[Pointing records]
________
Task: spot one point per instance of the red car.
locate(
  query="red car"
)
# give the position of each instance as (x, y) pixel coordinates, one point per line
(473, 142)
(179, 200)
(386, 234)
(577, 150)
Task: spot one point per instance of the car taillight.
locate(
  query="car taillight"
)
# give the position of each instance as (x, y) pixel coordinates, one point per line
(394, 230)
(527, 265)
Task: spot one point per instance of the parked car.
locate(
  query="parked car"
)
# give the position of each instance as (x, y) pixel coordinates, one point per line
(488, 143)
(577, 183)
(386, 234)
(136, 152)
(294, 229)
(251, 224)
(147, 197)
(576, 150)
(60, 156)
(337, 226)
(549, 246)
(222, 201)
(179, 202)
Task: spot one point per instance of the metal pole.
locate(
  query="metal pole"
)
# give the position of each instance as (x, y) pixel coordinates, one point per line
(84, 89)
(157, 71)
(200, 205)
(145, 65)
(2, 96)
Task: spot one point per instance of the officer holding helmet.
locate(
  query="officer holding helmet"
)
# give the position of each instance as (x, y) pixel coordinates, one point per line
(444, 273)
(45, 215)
________
◆ OBJECTIVE:
Rewrite all the rows above as a JSON list of strings, with one string for each line and blank lines left out.

◆ OUTPUT FOR THIS TASK:
[
  "Task: spot one point per instance of the red car.",
  "locate(",
  "  query=\"red car\"",
  ")",
  "# give the position of each instance as (x, y) pixel coordinates, one point per line",
  "(473, 142)",
  "(179, 200)",
  "(386, 234)",
  "(577, 150)",
  "Task: spot one point per instance of the car taillight.",
  "locate(",
  "  query=\"car taillight\"",
  ")",
  "# give the position of each instance as (x, y) pixel coordinates, one point per line",
  "(394, 230)",
  "(527, 265)",
  "Task: spot one point per instance of the parked car.",
  "locate(",
  "  query=\"parked car\"",
  ")",
  "# give the position of each instance as (x, y) pixel coordinates, one point per line",
  "(488, 143)",
  "(577, 183)",
  "(386, 234)",
  "(136, 152)",
  "(294, 229)",
  "(251, 224)",
  "(147, 197)",
  "(576, 150)",
  "(60, 156)",
  "(337, 226)",
  "(549, 246)",
  "(222, 201)",
  "(179, 202)",
  "Task: spot one point per instance of the metal pole.",
  "locate(",
  "  query=\"metal pole\"",
  ")",
  "# give the position of each instance as (x, y) pixel coordinates, one point per line",
  "(84, 89)",
  "(157, 71)",
  "(200, 205)",
  "(145, 65)",
  "(2, 96)",
  "Task: spot one point per instance of the officer holding helmet.",
  "locate(",
  "  query=\"officer holding helmet\"",
  ")",
  "# give the position of each instance as (x, y) pixel coordinates, one point per line",
  "(444, 273)",
  "(45, 215)"
]